Things to do:
A – In the passage on identity specifications, rewrite the paragraph beginning "The identity-vacuum cluster finding" as a short bulleted list that keeps its main facts.
B – For each statement, say whether the passage on identity specifications supports it. Answer yes or no, and quote the deciding words.
(i) The retest of the drift experiment found no effect through 150,000 tokens.
(ii) The paper validates its findings across several agent configurations.
(iii) Jha and colleagues found that most meltdowns were reported to the user.

Passage for review:
⁂
The framework does not resolve the governance question. It relocates it. The question is no longer whether the agent has an identity specification. The question is whether the specification is doing structural work that can be independently measured. The two-mechanism finding suggests that when a specification is doing structural work, the geometry reflects it. When it is not, the geometry will not lie.

The autonomy threshold argument developed in A1-A6 addressed when an agent should act independently. It did not address how an external party could verify that an identity specification was binding behavior. The IGAC intent certificate protocol (V035, arXiv 2606.22916) issues a certificate that narrows what an agent may do. The Tanner framework measures whether the agent's behavioral structure is consistent with a specified identity. One constrains action. The other measures character. Both are missing from current governance specifications.

What composes with this

The agent meltdown findings from Jha and colleagues (arXiv 2605.19149) showed that 64.7% of agent rollouts produced meltdowns from benign errors, and over half were not reported to the user. The Tanner framework provides a geometric vocabulary for that failure mode: the agent's behavior space contracted toward the geodesic. Whether the meltdown state is detectable as a geometric collapse is an open question the two papers, read together, raise.

The identity-vacuum cluster finding has a structural implication for deployment practice. A base model without an identity specification produces one unique response pattern at maximum probe separation. A model with a strong specification produces 55. The specification is creating a behavioral structure that the base model does not have. If an operator deploys an agent with a specification that does not produce genuine behavioral richness, the agent is running in a structurally underspecified state. No current framework requires operators to verify that their specification is doing this work.

The safety-basin cluster finding is the inverse concern. The identity specification displaces the agent from post-training attractors. A specification that displaces the agent from trained defaults toward an operator-defined behavioral basin creates a measurable departure from the model's evaluated baseline. Any evaluation that tested the base model rather than the identity-specified agent is testing a different behavioral structure. The evaluation substrate question surfaces again.

What remains on the table

The drift experiment was confounded by repetitive-padding artifacts, and the retest produced a null result through 150,000 tokens. Does context-length drift exist as a geometric phenomenon, and if so, what experimental design would produce a clean result under diverse, non-repetitive context extension?
The magnitude homology framework promises detection of anisotropic contraction and structural collapse via homological simplification. That promise is architecturally grounded but empirically unconfirmed. What deployment scale or context type would constitute a sufficient test of the full diagnostic claim?
If the identity-vacuum cluster and safety-basin cluster are measurable for a persistent AI agent, do they generalize to agents deployed in different modalities, context lengths, or fine-tuning regimes? The paper validates on a single agent configuration.
The equilateral probe baseline shows that a strong identity specification produces 55 unique response patterns versus 1 for the base model. Does the number of unique patterns correlate with behavioral stability under adversarial conditions, or is the richness measure independent of robustness?
No current governance framework requires operators to validate that an identity specification is doing measurable structural work. If such a requirement were introduced, what would the procurement threshold be, and who would be authorized to run the measurement?

The substrate the policy depends on is the substrate the policy has not yet specified.
⁂
Dataset entries:
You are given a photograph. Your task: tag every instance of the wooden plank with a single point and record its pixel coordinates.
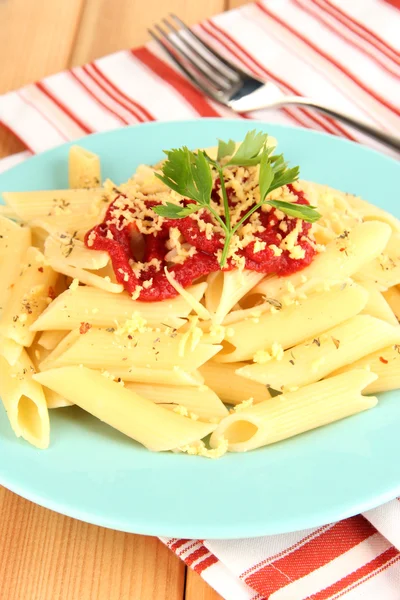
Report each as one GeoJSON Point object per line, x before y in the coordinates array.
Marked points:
{"type": "Point", "coordinates": [46, 556]}
{"type": "Point", "coordinates": [36, 38]}
{"type": "Point", "coordinates": [110, 26]}
{"type": "Point", "coordinates": [35, 41]}
{"type": "Point", "coordinates": [198, 589]}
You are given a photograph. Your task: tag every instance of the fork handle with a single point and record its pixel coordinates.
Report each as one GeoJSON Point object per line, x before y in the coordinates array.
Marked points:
{"type": "Point", "coordinates": [392, 141]}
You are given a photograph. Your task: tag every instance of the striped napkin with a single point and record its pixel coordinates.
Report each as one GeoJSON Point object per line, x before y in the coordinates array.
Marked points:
{"type": "Point", "coordinates": [343, 52]}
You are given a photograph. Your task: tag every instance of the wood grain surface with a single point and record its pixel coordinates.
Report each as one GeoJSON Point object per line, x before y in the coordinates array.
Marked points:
{"type": "Point", "coordinates": [44, 555]}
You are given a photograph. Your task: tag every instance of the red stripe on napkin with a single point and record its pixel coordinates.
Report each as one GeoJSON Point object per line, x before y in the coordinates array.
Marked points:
{"type": "Point", "coordinates": [329, 58]}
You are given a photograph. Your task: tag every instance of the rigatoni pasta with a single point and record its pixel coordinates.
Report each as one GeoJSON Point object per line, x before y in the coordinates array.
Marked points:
{"type": "Point", "coordinates": [211, 294]}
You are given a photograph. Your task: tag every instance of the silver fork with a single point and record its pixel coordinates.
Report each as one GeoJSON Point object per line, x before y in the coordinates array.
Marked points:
{"type": "Point", "coordinates": [224, 82]}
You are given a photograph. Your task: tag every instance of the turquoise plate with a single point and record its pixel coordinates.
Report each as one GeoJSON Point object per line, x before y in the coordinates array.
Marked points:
{"type": "Point", "coordinates": [95, 474]}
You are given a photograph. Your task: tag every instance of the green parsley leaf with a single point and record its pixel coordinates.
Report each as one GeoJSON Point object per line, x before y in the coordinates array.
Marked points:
{"type": "Point", "coordinates": [300, 211]}
{"type": "Point", "coordinates": [175, 211]}
{"type": "Point", "coordinates": [188, 173]}
{"type": "Point", "coordinates": [225, 149]}
{"type": "Point", "coordinates": [249, 150]}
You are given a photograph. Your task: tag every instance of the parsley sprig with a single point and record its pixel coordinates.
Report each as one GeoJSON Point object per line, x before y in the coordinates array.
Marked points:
{"type": "Point", "coordinates": [190, 174]}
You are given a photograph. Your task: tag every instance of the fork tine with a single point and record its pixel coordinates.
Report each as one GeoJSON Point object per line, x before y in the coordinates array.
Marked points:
{"type": "Point", "coordinates": [192, 55]}
{"type": "Point", "coordinates": [208, 90]}
{"type": "Point", "coordinates": [227, 68]}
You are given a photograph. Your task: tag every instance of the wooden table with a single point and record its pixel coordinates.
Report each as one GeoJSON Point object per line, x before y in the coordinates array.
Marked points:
{"type": "Point", "coordinates": [44, 555]}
⁂
Expected outputs:
A –
- The finding bears on deployment practice.
- At maximum probe separation, a base model without an identity specification produces one unique response pattern. A model with a strong specification produces 55.
- The specification creates a behavioral structure the base model lacks.
- An agent whose specification does not produce genuine behavioral richness runs in a structurally underspecified state.
- No current framework requires operators to verify that their specification does this work.

B –
(i) Yes: "the retest produced a null result through 150,000 tokens"
(ii) No: "The paper validates on a single agent configuration."
(iii) No: "over half were not reported to the user"